§ **PROBLEMS TO WORK ON**
(1) Copy, word for word, the part of the post on nationalizing banks that opens with the words "This is going" and closes with "time to come.".
(2) In the post on nationalizing banks, what portion of a bank's voting shares would give the government controlling interest?

§ **GIVEN PASSAGE**
_____

Wednesday, February 25, 2009

Nationalize Them Banks!

Much ado has been made over the past week about the possibility that the US Government, by force or choice, may have to nationalize quite a few of its top commercial banks to preserve the financial system and markets. A lot of individuals, including Jim Cramer on The Today Show yesterday morning, were critical of the idea but if done correctly, nationalization of some US banks can yield the taxpayer pretty sweet returns, especially in a time where the government is trying to cut the deficit in half by 2013. Let me explain how…

Basically, the concept of the Troubled Asset Relief Program (TARP) was to purchase toxic, illiquid assets from banks, hold them for a period of time until the markets recovered and to sell them for a profit. The banks get rid of the toxic assets on their books, are able to lend again without fear of losses from further write-offs and liquidity problems there from, and return to profitability. The credit market unfreezes and consumers and businesses are able to borrow again and the American taxpayer makes a pretty penny when the assets are sold. What I am suggesting is that the concept behind TARP should be applied to whole banks and not just their toxic assets. It is banks that are toxic to the financial system right now and why, despite all the measures taken by the Federal Reserve to unfreeze credit, the system is still frozen like the Antarctic tundra. But then if global warming could possibly melt the tundra, certainly action can be taken to unfreeze the financial system.

Now I am not advocating that the US government manage these banks. That would be crazy! They should leave the management of the banks to specialists. However, by obtaining controlling interest – 50.1% of the voting shares – they can direct bank policy. The government would be able to instruct the bank to start lending again to businesses and consumers. The mistakes of the past are known and the banks would not be continuing their bad lending practices.

This is going to hurt the other 49.9% of shareholders unfortunately as share prices will likely take a beating. However, should they persist, great returns can be had when the economy turns the corner.

Nationalization is one of the few viable options that remain to unfreeze the credit markets and the US government should not be afraid to use it wisely to move its economy, and by extension the world economy, closer to that elusive recovery for which everyone is hoping and waiting.

POSTSCRIPT
A good long-term investment opportunity would be to invest in banks that are too big to fail, which the government would prop up no matter the cost, because they will return to profitability eventually. Share prices are dirt cheap right now and will remain so for some time to come so only invest if you have the money is available for a long time to come.

_____

§ **RECORDED DATA**
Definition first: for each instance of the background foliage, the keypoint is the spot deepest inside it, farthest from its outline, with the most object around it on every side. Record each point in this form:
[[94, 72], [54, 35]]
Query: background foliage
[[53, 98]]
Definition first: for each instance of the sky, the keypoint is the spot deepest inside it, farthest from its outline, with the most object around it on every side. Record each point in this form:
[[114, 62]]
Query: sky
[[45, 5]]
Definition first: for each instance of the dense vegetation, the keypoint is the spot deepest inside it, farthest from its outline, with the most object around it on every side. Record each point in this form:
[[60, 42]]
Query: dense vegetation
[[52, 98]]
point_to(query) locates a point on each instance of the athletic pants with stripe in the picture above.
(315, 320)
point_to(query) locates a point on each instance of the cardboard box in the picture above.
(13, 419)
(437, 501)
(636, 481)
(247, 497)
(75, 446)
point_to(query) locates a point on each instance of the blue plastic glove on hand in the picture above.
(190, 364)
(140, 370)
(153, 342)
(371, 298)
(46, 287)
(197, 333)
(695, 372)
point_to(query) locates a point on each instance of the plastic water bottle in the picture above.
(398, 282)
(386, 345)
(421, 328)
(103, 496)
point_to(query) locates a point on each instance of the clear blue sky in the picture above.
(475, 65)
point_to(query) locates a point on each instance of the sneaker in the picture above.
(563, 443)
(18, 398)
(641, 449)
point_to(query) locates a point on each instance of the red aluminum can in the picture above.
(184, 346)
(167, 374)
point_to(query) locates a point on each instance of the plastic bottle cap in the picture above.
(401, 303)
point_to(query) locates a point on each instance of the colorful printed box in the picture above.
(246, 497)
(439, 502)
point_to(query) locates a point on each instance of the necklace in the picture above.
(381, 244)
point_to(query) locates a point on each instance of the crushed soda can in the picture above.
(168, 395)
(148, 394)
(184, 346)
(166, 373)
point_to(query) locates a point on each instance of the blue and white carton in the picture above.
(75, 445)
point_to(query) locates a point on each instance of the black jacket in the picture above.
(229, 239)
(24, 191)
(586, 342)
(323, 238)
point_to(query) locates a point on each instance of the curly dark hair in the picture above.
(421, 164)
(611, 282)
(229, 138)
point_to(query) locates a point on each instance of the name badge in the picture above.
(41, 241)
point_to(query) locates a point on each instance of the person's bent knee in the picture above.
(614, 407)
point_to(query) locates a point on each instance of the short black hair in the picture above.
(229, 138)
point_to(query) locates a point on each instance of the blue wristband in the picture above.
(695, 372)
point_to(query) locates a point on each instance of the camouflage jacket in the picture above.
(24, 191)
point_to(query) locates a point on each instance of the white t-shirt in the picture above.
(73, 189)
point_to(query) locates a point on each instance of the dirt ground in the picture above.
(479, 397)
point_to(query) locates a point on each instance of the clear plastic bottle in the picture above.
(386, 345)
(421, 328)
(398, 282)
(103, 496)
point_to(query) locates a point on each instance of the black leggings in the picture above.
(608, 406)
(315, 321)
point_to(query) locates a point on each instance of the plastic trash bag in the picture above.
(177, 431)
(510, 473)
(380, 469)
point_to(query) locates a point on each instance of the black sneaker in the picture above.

_____

§ **SOLUTIONS TO THE PROBLEMS**
(1)
This is going to hurt the other 49.9% of shareholders unfortunately as share prices will likely take a beating. However, should they persist, great returns can be had when the economy turns the corner.

Nationalization is one of the few viable options that remain to unfreeze the credit markets and the US government should not be afraid to use it wisely to move its economy, and by extension the world economy, closer to that elusive recovery for which everyone is hoping and waiting.

POSTSCRIPT
A good long-term investment opportunity would be to invest in banks that are too big to fail, which the government would prop up no matter the cost, because they will return to profitability eventually. Share prices are dirt cheap right now and will remain so for some time to come so only invest if you have the money is available for a long time to come.

(2) 50.1% of the voting shares.